Na esfera penal, a Constituição Federal restringe muitíssimo a aplicação retroativa da lei. Os incisos XXXIX e XL do art. 5º estipulam, respectivamente, que “não há crime sem lei anterior que o defina, nem pena sem prévia cominação legal” e que “a lei penal não retroagirá, salvo para beneficiar o réu”. Tais dispositivos teriam importância para nós se a inelegibilidade fosse pena. Não é, como demonstrado. Deixemos de lado, então, os dois dispositivos e partamos para o exame de outras balizas dadas pela Carta de 1988 para a eficácia temporal das leis.
Em seu art. 5º, XXXVI, a CF/88 assevera que a lei não prejudicará o direito adquirido, o ato jurídico perfeito e a coisa julgada”. Vê-se que, ao contrário do que muita gente diz, o ordenamento não fixou como absoluto o princípio da irretroatividade das leis. A nova lei pode tratar de condutas anteriores à sua vigência, desde que não contrarie o direito adquirido, a coisa julgada e o ato jurídico perfeito.
━━━━
> [O que se pede]
**A)** No trecho sobre a retroatividade das leis, o que o art. 5º, XXXVI, da CF/88 diz que a lei não prejudicará?
**B)** No trecho sobre a retroatividade das leis, reescreva em forma de lista o parágrafo que começa com "Na esfera penal", mantendo os fatos principais.
**C)** Retome o texto sobre a retroatividade das leis a partir do ponto em que ele termina.

> [Dados de anotação de coordenadas]
━━━━
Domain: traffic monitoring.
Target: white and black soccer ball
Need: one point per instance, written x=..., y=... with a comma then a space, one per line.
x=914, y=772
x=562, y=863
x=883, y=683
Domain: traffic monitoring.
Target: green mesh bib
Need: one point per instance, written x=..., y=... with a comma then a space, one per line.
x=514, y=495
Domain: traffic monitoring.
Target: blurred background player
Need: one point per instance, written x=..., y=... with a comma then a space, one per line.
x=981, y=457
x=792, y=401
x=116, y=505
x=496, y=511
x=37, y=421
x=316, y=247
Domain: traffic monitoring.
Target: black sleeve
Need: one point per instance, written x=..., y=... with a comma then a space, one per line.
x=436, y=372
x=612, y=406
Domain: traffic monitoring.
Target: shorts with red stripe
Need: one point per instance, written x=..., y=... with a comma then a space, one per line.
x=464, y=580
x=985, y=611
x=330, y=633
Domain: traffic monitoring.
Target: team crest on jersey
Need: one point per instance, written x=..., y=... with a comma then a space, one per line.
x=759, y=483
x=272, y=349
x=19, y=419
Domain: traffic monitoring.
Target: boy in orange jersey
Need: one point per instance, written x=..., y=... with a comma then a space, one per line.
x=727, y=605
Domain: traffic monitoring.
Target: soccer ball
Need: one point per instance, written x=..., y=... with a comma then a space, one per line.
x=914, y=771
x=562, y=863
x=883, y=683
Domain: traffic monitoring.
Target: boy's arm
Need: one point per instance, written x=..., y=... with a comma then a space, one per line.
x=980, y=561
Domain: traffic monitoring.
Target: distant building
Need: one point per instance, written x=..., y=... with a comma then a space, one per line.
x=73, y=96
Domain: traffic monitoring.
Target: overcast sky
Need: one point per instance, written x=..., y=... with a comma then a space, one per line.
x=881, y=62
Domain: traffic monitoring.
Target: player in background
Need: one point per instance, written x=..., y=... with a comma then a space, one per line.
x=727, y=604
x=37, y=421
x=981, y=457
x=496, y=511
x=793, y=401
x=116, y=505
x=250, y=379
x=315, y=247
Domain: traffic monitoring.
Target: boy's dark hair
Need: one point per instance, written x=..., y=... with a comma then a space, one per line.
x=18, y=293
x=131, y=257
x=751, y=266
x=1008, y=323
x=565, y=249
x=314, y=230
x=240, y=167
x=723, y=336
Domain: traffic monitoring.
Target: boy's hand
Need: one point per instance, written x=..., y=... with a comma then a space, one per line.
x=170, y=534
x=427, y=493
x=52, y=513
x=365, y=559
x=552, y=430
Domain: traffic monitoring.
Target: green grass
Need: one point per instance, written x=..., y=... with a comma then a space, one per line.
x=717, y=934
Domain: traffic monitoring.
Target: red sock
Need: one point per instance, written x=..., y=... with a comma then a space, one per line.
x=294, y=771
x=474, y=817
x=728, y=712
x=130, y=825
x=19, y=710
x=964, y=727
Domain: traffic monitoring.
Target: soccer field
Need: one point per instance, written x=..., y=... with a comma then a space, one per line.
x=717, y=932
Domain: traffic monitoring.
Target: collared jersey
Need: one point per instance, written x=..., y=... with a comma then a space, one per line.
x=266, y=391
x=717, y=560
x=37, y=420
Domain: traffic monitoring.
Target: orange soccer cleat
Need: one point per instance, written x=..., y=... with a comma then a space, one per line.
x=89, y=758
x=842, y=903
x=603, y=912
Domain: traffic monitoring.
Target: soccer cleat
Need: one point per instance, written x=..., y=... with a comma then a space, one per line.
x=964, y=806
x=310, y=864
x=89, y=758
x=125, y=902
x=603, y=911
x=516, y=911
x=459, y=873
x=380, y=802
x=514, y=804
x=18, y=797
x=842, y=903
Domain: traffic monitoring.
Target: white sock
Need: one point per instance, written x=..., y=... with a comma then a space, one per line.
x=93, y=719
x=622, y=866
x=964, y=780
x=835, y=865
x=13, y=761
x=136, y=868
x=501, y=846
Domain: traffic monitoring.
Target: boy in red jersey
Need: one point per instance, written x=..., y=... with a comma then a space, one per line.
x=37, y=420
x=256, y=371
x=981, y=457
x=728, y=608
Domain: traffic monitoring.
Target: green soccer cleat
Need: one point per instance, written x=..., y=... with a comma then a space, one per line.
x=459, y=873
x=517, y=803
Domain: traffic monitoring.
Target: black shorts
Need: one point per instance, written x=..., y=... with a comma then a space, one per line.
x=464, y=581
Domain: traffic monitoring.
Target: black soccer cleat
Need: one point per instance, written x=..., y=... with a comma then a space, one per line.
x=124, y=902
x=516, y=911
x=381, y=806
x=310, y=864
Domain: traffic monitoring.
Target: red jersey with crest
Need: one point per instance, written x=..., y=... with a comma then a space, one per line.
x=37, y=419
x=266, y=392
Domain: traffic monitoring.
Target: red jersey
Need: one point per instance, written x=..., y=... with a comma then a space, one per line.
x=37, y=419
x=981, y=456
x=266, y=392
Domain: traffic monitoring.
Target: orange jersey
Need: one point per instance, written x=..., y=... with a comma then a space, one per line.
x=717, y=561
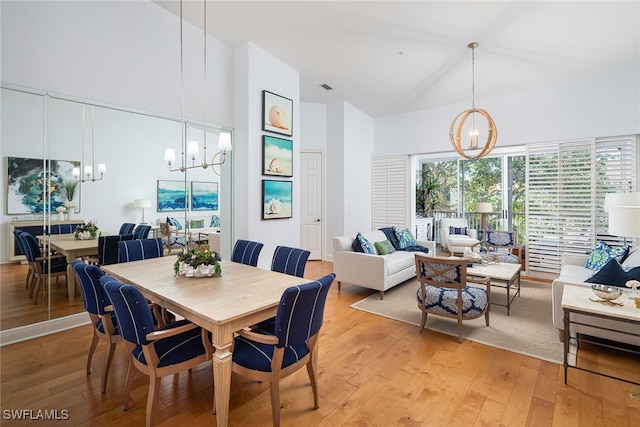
━━━━
> [Respostas]
**A)** O direito adquirido, o ato jurídico perfeito e a coisa julgada.

**B)**
- Na esfera penal, a Constituição Federal restringe muito a aplicação retroativa da lei.
- O art. 5º, XXXIX, determina que não há crime sem lei anterior que o defina, nem pena sem prévia cominação legal.
- O art. 5º, XL, determina que a lei penal não retroagirá, salvo para beneficiar o réu.
- Esses dispositivos só teriam importância se a inelegibilidade fosse pena, e ela não é.
- Por isso, eles ficam de lado, e o exame passa a outras balizas da Carta de 1988 para a eficácia temporal das leis.

**C)**
A legislação ordinária também trata do assunto. O art. 6º, caput, da Lei de Introdução às Normas do Direito Brasileiro afirma que “a Lei em vigor terá efeito imediato e geral, respeitados o ato jurídico perfeito, o direito adquirido e a coisa julgada.” Examinando o tema, Maria Helena Diniz (2001, p. 78)leciona que “sob a égide da nova lei cairão os efeitos presentes e futuros de situações pretéritas, com exceção do direito adquirido, do ato jurídico perfeito e da coisa julgada”. Acrescenta ela que as normas políticas retroagem, alcançando os atos que estão sob o seu domínio, ainda que iniciados sob o império da lei anterior. É certo dizer, portanto, que a lei disciplina eventos futuros, mas pode referir-se a condutas passadas.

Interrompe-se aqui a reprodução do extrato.